CHALLENGE:
From the material below, pick out every line that contains the string "purple", and note that case counts.

[Material from a collection]
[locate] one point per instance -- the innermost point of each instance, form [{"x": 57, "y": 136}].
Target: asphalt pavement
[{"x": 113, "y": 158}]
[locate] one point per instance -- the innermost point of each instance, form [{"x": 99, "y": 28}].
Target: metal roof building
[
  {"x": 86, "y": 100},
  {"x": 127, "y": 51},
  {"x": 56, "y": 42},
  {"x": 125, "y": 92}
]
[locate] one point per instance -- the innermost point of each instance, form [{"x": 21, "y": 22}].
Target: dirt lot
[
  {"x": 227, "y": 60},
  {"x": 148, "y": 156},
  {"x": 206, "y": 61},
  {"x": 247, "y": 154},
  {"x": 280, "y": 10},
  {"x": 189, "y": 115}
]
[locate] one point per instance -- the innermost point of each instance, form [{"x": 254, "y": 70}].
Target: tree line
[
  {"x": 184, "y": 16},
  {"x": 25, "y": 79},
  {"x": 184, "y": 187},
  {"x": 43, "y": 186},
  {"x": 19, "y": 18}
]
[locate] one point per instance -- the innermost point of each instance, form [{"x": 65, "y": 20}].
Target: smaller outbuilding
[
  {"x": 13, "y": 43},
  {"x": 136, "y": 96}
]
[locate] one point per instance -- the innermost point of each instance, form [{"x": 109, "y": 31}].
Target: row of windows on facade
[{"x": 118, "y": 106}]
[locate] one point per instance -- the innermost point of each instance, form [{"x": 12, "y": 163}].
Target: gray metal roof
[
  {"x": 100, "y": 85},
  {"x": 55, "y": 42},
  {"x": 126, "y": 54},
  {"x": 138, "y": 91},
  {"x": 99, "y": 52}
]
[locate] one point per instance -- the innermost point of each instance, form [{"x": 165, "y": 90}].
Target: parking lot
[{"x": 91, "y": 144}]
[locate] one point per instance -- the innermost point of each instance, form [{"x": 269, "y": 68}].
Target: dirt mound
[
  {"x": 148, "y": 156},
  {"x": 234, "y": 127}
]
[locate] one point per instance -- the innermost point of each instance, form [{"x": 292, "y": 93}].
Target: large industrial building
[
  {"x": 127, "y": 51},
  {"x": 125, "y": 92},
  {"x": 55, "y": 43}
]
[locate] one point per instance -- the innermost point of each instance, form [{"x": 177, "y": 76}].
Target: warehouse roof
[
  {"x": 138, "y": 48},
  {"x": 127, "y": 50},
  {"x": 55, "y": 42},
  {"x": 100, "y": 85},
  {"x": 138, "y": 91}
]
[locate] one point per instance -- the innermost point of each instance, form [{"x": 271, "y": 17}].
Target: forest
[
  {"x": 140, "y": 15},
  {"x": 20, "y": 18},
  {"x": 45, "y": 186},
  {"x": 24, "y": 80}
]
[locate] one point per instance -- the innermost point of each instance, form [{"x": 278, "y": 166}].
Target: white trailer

==

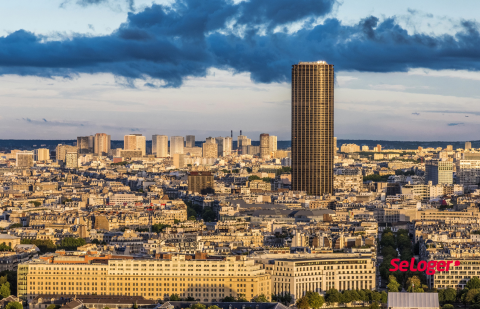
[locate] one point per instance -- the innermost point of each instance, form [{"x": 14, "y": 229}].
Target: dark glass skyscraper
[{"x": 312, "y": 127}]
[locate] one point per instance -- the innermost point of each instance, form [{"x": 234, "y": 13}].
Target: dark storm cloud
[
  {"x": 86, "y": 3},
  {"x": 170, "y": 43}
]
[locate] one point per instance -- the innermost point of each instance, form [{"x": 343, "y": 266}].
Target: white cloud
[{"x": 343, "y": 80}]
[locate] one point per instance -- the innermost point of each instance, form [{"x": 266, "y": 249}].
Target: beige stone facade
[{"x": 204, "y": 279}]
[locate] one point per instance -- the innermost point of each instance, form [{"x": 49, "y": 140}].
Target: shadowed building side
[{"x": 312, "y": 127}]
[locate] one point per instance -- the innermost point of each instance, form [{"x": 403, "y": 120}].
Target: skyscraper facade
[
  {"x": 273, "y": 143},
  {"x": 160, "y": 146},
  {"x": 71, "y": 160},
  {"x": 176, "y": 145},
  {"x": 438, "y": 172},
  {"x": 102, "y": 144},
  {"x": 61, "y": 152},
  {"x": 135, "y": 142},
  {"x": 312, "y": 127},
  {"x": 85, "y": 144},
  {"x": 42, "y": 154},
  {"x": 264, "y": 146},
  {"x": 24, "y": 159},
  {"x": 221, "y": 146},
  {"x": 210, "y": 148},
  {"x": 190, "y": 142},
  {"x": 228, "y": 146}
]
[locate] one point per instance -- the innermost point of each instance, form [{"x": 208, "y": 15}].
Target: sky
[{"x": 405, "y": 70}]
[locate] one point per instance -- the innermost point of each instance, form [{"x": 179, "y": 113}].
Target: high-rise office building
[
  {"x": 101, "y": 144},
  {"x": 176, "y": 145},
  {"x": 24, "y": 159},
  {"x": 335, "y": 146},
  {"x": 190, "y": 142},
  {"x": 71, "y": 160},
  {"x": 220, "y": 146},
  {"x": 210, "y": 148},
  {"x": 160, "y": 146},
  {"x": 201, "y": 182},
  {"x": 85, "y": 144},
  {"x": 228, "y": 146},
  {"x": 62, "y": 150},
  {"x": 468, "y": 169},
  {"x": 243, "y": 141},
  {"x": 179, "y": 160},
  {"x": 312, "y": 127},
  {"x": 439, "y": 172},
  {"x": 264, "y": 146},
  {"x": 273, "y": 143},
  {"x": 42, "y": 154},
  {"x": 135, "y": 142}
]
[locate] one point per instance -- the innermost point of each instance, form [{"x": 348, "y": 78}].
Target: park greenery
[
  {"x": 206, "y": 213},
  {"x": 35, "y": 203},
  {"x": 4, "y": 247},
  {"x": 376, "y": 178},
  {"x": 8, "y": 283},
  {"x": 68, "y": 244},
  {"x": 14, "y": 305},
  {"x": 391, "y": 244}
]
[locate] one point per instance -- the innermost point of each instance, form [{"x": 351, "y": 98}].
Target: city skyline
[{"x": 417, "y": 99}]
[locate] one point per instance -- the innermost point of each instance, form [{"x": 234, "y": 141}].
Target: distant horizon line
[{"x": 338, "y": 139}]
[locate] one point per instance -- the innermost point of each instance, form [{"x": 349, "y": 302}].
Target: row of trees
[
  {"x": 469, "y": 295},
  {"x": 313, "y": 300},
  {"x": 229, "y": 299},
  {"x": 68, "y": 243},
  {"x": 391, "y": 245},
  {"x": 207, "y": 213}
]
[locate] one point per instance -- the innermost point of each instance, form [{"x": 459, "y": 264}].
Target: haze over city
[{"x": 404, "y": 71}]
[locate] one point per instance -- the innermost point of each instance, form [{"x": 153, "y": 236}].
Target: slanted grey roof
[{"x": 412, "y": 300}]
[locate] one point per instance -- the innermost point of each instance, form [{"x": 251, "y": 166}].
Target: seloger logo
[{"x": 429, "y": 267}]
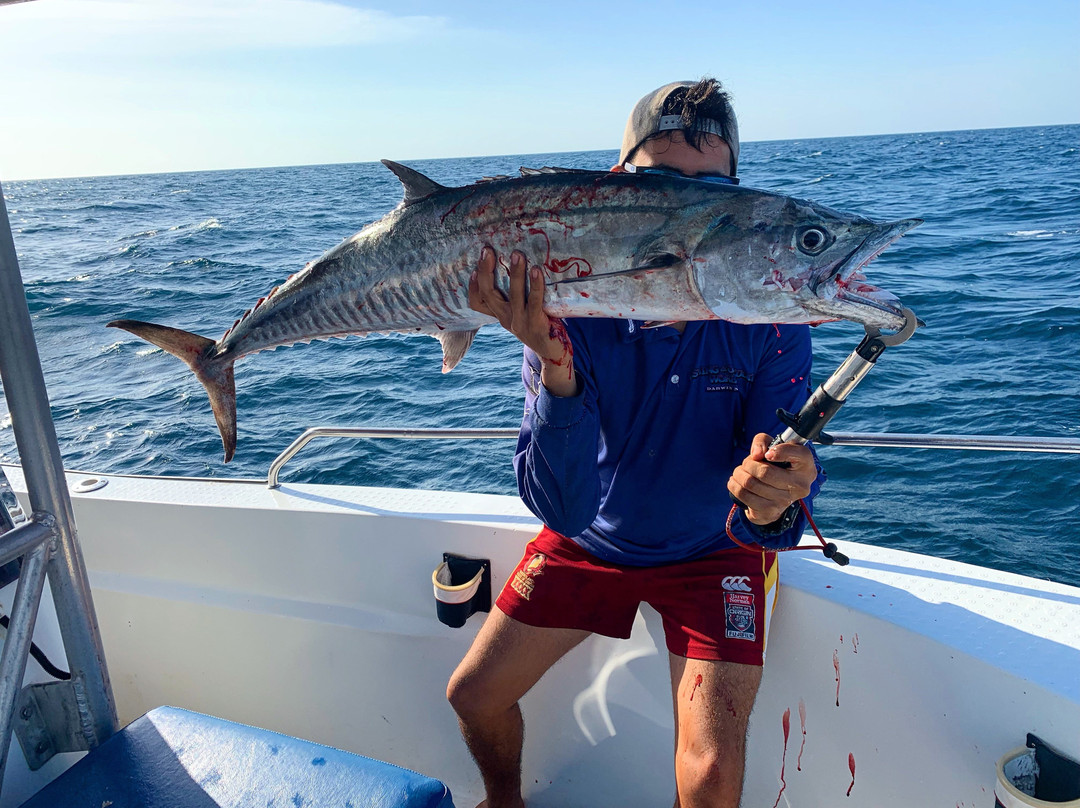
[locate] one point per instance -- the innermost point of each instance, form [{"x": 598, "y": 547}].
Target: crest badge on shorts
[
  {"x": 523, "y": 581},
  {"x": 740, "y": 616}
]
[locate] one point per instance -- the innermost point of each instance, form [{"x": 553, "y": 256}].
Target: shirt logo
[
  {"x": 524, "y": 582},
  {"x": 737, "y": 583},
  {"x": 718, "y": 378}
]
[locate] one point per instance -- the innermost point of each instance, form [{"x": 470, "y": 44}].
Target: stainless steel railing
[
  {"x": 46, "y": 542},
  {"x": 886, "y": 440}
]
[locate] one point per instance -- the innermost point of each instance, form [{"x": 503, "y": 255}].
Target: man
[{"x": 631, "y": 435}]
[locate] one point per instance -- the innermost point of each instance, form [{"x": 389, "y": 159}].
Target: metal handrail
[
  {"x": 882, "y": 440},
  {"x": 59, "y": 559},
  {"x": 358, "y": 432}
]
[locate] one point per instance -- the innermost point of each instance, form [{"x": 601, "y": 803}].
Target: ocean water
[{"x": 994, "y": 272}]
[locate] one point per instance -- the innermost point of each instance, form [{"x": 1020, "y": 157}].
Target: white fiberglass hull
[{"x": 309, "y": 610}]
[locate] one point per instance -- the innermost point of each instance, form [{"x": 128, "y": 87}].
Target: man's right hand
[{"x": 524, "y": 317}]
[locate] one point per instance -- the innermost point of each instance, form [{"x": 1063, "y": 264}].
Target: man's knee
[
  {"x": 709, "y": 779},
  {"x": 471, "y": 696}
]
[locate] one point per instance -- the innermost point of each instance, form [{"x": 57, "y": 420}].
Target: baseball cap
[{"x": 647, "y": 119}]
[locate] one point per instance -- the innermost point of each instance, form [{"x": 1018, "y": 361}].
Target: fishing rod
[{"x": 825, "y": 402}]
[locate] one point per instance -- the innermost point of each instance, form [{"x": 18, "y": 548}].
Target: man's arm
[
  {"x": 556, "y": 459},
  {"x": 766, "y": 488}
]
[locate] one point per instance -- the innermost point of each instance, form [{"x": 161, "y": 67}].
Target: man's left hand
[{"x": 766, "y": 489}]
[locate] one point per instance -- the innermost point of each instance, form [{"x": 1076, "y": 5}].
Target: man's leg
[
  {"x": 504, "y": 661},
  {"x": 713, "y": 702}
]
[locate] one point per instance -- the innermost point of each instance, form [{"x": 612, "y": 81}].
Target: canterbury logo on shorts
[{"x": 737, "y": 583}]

--

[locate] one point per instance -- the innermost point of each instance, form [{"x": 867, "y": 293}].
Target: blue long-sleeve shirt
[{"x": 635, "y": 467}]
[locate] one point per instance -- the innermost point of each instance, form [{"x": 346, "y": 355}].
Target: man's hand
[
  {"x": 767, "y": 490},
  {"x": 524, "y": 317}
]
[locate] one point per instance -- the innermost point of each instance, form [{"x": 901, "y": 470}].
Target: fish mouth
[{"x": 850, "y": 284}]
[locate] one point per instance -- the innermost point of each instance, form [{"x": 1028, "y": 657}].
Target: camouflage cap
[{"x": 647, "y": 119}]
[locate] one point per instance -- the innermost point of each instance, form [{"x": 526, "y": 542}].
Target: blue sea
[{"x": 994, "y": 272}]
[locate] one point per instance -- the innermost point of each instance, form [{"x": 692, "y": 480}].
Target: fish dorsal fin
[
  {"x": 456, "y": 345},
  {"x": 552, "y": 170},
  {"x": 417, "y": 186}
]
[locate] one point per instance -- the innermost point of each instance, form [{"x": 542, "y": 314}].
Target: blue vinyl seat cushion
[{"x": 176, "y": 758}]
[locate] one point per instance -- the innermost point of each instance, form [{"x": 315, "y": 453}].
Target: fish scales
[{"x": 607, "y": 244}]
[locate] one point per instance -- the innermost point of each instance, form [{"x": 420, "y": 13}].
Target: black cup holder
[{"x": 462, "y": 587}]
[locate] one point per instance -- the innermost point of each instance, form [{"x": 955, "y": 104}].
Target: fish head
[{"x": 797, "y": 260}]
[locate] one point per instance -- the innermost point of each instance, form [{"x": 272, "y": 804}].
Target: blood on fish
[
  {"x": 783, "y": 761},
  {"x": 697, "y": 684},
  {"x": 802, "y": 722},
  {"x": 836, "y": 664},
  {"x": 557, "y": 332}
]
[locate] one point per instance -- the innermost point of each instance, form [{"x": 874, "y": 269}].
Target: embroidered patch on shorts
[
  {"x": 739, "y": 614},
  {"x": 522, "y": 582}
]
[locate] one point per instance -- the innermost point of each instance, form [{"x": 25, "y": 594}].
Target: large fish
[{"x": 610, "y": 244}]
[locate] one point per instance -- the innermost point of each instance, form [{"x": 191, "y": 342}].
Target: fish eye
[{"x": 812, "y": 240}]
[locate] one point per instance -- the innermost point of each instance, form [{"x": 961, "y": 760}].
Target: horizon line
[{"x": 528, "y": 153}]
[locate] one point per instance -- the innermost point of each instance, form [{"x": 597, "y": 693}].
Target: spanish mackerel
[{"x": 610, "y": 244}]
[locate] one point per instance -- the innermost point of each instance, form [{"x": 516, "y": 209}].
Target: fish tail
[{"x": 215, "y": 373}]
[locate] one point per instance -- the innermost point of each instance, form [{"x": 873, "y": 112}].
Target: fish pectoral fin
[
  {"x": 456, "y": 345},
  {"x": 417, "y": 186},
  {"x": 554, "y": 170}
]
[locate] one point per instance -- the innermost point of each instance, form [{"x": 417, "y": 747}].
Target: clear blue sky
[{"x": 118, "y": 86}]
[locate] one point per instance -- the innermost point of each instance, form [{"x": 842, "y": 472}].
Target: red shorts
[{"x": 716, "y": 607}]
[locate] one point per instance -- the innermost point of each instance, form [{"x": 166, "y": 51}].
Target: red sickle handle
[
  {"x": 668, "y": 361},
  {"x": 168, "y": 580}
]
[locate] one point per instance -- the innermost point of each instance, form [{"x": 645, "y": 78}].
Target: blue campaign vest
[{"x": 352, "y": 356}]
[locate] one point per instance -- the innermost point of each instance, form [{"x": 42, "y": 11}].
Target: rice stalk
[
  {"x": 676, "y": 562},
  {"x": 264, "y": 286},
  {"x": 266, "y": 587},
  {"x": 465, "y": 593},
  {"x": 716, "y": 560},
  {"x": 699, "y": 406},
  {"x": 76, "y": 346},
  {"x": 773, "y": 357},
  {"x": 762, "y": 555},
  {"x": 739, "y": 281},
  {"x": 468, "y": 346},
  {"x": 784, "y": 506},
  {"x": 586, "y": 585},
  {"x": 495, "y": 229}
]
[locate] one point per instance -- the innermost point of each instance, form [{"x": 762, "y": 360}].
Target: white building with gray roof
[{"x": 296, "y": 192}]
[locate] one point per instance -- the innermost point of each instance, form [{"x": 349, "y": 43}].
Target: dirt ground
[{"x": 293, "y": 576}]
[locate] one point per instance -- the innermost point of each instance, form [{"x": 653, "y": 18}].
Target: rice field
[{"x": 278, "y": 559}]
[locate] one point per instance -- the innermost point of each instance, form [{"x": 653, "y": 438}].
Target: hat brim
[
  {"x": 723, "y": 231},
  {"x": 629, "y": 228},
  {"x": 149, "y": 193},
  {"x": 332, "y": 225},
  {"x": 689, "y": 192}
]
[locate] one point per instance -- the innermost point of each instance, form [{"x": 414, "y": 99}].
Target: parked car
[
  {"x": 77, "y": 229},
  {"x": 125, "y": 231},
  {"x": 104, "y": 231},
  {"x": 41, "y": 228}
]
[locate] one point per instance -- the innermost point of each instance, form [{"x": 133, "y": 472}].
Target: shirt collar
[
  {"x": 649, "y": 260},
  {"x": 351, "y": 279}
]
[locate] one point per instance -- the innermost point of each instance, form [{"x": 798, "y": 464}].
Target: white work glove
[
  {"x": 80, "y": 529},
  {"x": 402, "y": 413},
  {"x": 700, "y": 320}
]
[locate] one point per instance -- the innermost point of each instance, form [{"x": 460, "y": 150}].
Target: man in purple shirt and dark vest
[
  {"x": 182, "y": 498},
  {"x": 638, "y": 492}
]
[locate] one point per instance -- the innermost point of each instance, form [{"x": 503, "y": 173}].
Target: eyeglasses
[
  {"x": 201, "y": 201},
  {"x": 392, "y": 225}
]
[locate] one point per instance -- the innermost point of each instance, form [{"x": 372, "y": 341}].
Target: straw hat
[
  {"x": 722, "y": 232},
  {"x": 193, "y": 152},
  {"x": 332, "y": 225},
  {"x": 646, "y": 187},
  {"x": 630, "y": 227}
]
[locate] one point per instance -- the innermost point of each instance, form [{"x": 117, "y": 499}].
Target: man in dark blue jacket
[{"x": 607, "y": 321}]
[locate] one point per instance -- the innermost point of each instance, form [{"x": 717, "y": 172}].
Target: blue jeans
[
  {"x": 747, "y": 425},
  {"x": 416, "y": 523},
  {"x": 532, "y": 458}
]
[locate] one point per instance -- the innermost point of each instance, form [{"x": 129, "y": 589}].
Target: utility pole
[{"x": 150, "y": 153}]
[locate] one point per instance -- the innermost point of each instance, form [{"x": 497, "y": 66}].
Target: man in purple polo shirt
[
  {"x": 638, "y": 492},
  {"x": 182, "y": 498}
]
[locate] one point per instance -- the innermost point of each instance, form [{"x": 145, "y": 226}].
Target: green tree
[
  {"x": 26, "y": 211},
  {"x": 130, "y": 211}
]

IN RESPONSE:
Target: man in purple shirt and dark vest
Target: man in purple polo shirt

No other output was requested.